Written task:
Please write out the material below word for word, beginning at the line that contains "Return one point for each instance of the blue" and stopping after the last line of the material.

***

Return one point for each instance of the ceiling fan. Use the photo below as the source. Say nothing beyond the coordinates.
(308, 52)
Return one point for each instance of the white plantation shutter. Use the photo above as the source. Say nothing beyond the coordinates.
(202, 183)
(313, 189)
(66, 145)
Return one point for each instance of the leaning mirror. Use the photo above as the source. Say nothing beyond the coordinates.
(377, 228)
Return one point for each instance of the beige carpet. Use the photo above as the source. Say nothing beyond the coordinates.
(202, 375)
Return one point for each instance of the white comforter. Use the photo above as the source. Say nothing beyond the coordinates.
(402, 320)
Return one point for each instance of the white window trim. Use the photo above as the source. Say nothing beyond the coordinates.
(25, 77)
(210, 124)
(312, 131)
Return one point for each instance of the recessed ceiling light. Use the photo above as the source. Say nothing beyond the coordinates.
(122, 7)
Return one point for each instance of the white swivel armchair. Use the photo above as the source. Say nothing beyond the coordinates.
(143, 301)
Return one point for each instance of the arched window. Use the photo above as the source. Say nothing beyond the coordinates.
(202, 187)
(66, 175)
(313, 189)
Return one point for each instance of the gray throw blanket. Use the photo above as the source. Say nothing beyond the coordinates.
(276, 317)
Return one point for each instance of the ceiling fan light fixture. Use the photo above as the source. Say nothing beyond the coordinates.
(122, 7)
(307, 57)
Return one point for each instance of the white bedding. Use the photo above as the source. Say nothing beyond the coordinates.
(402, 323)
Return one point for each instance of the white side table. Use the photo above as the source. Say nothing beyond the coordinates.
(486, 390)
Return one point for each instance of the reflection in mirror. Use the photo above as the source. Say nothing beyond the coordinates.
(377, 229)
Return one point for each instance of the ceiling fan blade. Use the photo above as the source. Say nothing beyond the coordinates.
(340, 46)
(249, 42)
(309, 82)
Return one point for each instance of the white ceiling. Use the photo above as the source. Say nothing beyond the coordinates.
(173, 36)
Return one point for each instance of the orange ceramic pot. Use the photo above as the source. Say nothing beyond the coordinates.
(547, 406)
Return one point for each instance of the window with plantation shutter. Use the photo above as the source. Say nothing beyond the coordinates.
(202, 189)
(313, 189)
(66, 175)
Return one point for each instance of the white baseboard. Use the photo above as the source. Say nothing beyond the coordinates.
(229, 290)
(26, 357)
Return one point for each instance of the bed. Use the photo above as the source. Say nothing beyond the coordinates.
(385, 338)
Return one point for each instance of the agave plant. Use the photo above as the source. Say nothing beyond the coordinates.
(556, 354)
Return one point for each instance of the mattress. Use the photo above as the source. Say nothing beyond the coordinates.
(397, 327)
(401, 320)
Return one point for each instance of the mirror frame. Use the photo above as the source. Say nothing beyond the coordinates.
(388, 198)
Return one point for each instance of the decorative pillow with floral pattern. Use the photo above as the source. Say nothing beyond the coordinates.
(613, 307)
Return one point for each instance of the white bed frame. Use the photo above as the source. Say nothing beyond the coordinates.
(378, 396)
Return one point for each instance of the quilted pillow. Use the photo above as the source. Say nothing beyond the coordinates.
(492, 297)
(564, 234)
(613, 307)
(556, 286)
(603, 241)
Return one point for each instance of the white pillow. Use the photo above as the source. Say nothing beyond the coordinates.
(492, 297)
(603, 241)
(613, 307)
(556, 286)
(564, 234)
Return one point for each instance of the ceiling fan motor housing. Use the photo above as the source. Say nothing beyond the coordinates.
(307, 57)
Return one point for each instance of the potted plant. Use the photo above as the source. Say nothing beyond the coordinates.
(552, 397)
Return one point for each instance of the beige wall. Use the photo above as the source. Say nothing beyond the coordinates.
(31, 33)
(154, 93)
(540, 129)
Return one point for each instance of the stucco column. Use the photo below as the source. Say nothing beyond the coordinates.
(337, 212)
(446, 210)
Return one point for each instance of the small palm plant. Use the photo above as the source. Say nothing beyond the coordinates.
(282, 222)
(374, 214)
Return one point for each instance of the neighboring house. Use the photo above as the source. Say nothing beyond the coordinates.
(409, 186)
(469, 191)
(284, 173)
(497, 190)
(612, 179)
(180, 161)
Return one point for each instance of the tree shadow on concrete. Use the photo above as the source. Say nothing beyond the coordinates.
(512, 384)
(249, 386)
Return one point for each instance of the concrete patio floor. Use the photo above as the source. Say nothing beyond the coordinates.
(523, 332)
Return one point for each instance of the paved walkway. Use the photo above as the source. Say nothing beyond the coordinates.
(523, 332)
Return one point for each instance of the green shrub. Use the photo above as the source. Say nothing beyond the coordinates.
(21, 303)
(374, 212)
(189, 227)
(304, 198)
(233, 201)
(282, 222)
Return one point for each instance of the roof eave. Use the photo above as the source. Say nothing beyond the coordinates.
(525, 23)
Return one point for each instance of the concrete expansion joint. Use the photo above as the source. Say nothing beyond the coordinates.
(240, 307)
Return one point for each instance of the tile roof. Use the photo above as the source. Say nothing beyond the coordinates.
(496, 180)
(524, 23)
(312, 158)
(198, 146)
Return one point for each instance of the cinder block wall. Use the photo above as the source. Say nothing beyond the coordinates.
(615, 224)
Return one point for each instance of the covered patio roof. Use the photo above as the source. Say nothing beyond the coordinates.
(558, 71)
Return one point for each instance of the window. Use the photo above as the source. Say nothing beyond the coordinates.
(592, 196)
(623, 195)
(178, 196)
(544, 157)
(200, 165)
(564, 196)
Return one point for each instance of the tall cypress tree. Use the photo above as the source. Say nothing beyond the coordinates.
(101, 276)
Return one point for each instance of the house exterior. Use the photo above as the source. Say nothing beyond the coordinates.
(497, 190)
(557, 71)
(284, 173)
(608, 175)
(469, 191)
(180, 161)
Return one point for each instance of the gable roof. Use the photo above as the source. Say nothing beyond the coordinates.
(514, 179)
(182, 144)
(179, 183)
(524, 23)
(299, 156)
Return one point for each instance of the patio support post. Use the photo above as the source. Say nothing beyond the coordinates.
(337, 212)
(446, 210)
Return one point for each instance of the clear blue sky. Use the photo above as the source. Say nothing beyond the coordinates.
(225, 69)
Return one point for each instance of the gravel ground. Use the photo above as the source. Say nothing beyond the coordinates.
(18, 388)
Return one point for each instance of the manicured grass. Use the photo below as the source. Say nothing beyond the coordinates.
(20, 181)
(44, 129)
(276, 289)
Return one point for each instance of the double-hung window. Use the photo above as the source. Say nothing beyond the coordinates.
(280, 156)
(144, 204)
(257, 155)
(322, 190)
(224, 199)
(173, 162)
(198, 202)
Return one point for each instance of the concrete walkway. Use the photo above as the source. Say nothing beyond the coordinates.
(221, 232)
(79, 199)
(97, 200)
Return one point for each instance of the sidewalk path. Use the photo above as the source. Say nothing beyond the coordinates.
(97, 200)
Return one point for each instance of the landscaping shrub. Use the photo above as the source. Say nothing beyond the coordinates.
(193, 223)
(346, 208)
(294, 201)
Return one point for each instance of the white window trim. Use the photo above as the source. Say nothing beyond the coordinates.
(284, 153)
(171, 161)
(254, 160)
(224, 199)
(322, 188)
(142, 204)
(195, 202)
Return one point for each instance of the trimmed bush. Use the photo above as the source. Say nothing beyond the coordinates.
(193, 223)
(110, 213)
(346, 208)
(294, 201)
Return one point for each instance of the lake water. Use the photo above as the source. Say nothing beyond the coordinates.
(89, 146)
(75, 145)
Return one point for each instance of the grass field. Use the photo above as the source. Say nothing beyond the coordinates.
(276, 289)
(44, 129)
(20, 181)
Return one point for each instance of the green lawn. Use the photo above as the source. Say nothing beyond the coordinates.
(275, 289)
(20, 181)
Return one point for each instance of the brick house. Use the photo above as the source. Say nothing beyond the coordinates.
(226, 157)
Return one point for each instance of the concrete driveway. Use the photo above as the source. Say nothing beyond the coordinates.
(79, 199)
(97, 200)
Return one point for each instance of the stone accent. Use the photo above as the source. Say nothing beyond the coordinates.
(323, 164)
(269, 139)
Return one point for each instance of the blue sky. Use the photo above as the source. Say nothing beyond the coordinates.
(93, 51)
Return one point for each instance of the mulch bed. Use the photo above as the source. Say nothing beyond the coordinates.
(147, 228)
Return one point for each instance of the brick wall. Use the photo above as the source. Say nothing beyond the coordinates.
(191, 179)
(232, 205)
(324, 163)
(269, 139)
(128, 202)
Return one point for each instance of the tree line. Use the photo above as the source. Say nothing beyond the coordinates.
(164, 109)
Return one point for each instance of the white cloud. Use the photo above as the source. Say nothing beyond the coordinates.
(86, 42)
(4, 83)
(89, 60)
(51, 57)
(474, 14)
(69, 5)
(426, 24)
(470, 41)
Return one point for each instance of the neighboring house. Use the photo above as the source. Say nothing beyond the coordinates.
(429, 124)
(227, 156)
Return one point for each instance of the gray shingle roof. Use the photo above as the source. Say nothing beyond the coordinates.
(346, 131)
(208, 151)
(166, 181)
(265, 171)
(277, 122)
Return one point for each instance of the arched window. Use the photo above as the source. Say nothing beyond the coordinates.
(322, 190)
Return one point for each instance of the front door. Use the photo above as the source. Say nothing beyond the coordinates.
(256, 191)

***

The response:
Return one point for each instance of the blue sky. Use the photo above as the source. Say nothing beyond the coordinates.
(93, 51)
Return one point for each instance of the mulch bed. Use the photo above as the source. Say nothing beyond the coordinates.
(147, 228)
Return one point for each instance of the brick wall. Use the photo above as the source. Say nothing beyond the coordinates.
(191, 179)
(232, 205)
(324, 163)
(269, 139)
(128, 202)
Return one point for each instance of the tree line. Use the photo above as the source. Say nothing beyond the coordinates.
(164, 109)
Return one point for each instance of the white cloud. Use the photo above as the source. Say nothing beyond the coordinates.
(86, 42)
(4, 83)
(89, 60)
(51, 57)
(474, 14)
(69, 5)
(426, 24)
(470, 41)
Return one point for each instance of the neighboring house. Use the photo above as the source. Say nothing beyond the coordinates.
(429, 124)
(227, 156)
Return one point for each instance of the gray shingle roof. Use the photo above as the source. Say nothing beyond the coordinates.
(346, 131)
(208, 151)
(166, 181)
(265, 171)
(277, 122)
Return one point for each instance of the arched window. Use the photo above as the source. Say nothing beyond the coordinates.
(322, 190)
Return one point for each instance of the front door. Use the photo above as the source. Say nothing beyond the coordinates.
(256, 191)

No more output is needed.